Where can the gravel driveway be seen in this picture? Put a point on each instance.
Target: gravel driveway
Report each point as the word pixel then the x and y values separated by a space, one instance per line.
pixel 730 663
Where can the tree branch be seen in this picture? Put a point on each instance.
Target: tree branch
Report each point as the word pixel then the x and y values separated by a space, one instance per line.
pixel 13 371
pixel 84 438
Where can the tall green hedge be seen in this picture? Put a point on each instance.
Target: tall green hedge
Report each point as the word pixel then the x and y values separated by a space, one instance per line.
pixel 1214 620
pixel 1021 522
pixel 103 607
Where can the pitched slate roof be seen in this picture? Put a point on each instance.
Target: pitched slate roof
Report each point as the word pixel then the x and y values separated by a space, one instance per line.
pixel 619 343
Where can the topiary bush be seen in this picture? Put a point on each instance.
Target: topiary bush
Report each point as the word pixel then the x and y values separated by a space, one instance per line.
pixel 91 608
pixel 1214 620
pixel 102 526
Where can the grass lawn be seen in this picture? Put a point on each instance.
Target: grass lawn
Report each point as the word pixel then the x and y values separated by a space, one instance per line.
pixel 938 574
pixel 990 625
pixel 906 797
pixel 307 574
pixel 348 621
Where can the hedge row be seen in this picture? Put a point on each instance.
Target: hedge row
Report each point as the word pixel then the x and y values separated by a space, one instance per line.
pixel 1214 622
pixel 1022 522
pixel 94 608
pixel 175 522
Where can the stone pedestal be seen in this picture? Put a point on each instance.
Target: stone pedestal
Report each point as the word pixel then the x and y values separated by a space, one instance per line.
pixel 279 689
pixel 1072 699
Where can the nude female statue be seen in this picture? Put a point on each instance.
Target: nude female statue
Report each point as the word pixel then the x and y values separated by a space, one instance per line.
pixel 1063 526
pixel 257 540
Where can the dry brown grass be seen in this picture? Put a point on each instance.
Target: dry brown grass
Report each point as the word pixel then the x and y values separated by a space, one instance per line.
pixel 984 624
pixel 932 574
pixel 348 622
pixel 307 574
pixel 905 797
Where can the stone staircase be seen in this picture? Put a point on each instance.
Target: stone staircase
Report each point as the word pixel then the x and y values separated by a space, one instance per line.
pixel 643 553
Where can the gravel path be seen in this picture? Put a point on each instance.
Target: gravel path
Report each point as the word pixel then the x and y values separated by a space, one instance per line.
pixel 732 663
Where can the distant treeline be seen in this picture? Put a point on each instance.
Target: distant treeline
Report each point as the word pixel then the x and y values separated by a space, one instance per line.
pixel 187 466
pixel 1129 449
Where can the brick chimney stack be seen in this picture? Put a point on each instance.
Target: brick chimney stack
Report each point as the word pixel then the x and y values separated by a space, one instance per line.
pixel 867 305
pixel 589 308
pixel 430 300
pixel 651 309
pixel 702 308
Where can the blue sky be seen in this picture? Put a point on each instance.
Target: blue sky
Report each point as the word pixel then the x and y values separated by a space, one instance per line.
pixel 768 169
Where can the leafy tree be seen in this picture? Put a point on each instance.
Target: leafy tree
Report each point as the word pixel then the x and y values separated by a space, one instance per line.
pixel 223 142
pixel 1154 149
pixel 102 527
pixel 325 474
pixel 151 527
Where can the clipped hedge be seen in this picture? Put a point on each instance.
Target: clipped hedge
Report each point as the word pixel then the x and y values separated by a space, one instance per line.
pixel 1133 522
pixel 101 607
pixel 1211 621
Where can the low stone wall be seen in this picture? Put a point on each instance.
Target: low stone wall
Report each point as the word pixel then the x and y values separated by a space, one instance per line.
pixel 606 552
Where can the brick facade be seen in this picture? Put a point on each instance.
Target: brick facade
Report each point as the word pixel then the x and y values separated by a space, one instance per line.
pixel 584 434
...
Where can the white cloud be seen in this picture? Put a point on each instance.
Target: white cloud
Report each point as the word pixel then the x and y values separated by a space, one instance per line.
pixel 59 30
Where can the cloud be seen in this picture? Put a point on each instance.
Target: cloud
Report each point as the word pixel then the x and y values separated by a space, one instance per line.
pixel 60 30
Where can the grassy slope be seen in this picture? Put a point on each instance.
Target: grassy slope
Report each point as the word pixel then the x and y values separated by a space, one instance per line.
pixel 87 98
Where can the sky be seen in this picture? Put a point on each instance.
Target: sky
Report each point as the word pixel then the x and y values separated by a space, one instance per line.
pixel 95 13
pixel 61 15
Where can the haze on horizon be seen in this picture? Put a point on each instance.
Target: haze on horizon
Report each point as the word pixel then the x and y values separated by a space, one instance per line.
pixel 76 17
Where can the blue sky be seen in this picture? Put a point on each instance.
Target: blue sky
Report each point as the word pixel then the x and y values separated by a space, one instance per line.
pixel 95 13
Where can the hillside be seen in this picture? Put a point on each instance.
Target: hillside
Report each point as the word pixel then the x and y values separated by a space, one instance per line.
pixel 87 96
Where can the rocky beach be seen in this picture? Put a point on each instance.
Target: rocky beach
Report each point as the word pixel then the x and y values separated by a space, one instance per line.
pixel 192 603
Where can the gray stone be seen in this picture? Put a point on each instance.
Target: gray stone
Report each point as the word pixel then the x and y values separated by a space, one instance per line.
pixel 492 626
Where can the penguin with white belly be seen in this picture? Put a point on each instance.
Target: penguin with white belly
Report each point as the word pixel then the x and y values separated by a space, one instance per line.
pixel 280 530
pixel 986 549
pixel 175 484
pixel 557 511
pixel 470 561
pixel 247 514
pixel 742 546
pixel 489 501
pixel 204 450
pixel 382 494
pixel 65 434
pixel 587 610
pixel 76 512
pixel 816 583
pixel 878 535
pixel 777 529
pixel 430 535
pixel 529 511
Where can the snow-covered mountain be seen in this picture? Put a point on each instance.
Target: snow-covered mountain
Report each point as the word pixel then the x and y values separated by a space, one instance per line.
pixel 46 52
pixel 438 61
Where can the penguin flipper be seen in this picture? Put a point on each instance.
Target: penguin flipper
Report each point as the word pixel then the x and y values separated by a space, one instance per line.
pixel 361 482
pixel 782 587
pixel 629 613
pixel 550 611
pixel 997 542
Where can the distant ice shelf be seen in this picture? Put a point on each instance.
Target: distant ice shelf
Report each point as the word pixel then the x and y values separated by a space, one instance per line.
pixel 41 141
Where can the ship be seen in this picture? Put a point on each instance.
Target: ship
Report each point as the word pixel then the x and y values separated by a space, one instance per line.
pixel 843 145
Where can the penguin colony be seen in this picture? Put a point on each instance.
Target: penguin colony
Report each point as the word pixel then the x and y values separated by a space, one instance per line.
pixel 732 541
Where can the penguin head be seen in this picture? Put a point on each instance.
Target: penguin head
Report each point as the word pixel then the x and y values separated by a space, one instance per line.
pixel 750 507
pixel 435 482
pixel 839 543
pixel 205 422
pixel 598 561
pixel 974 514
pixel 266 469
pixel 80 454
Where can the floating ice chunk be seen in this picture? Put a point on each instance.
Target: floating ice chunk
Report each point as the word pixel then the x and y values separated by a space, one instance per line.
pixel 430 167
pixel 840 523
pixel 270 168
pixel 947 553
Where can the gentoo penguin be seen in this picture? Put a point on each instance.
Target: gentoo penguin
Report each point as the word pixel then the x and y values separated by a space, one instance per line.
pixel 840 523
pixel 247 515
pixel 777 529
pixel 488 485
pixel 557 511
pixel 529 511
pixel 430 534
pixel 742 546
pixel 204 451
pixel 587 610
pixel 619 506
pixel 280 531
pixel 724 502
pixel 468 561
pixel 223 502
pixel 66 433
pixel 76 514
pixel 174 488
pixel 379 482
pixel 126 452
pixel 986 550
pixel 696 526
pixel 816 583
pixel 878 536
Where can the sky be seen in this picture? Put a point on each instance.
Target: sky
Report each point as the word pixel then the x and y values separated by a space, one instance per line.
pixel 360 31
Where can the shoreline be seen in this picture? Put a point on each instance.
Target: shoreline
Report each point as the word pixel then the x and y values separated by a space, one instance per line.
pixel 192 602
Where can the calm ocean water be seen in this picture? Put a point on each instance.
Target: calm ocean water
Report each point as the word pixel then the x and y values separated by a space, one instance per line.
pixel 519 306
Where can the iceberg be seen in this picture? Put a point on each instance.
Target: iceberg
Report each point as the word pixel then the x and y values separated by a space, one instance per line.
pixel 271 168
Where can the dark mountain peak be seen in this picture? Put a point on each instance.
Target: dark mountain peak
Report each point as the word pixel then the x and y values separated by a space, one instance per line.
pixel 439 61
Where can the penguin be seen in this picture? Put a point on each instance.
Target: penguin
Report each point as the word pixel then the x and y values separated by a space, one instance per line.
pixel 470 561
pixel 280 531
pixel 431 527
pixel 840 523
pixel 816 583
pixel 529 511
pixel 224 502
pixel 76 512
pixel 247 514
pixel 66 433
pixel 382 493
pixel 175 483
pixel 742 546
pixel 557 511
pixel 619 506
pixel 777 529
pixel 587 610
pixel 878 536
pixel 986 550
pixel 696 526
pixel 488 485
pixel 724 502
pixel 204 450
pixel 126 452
--
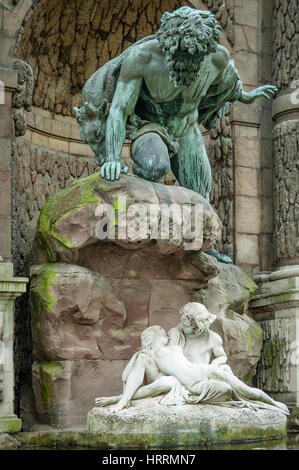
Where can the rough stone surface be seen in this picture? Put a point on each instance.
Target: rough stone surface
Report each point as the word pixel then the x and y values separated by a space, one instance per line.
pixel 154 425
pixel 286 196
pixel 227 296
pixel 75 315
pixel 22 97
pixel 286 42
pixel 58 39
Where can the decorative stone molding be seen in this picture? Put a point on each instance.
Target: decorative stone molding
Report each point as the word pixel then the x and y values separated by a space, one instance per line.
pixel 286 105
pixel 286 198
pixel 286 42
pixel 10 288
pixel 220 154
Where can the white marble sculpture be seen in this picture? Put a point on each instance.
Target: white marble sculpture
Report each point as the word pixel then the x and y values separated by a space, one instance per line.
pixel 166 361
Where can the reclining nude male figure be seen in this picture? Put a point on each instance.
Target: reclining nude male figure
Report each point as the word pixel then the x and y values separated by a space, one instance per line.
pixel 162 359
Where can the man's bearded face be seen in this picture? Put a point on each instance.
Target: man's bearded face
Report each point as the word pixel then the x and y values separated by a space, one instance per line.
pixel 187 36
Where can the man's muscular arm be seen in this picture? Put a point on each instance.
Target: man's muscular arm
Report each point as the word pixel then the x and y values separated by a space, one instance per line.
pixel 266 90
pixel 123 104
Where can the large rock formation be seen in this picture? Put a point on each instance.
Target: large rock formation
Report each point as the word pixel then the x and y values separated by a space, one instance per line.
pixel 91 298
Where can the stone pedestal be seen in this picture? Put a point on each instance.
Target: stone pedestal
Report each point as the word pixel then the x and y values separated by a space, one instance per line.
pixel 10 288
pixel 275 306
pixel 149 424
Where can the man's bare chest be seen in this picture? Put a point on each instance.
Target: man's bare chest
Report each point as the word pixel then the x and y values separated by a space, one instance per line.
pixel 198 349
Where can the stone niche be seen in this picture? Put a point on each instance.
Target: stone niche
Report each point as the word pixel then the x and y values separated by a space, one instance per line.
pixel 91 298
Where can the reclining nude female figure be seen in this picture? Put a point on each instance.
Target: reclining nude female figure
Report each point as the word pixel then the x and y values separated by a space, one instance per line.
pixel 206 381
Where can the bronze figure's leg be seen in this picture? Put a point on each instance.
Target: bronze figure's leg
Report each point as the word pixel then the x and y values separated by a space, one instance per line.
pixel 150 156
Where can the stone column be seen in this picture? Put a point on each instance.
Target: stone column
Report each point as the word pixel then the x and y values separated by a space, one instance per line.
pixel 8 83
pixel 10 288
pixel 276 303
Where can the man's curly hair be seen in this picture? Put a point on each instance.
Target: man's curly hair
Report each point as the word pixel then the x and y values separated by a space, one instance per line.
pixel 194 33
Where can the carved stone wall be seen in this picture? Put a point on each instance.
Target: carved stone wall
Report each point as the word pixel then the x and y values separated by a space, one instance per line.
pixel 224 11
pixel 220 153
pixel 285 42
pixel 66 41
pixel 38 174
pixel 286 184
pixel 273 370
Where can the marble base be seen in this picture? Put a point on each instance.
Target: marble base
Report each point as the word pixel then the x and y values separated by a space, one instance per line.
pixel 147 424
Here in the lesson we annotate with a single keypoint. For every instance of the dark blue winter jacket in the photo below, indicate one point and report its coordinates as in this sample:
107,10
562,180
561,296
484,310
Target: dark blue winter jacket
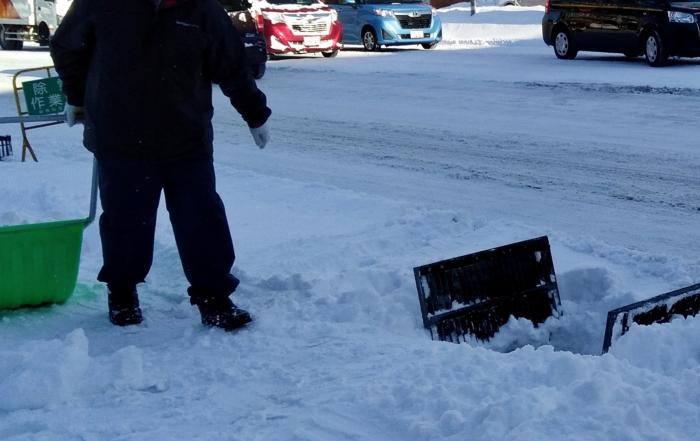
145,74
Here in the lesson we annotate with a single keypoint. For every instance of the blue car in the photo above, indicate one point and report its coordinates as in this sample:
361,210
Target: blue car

→ **Exercise brief**
For the listing above, print only the lines starting at the line containing "Where can the gravel driveway" and ending at the line containing "Where can the tree", exactly, both included.

→ **Response box**
Where can the gravel driveway be seen in this picture? Put a point on each instance.
Target: gravel driveway
Report each point as the word pixel then the x and y values separated by a space, one instance per line.
pixel 730 663
Where can the tree branch be seen in this picture? Put a point on each instance.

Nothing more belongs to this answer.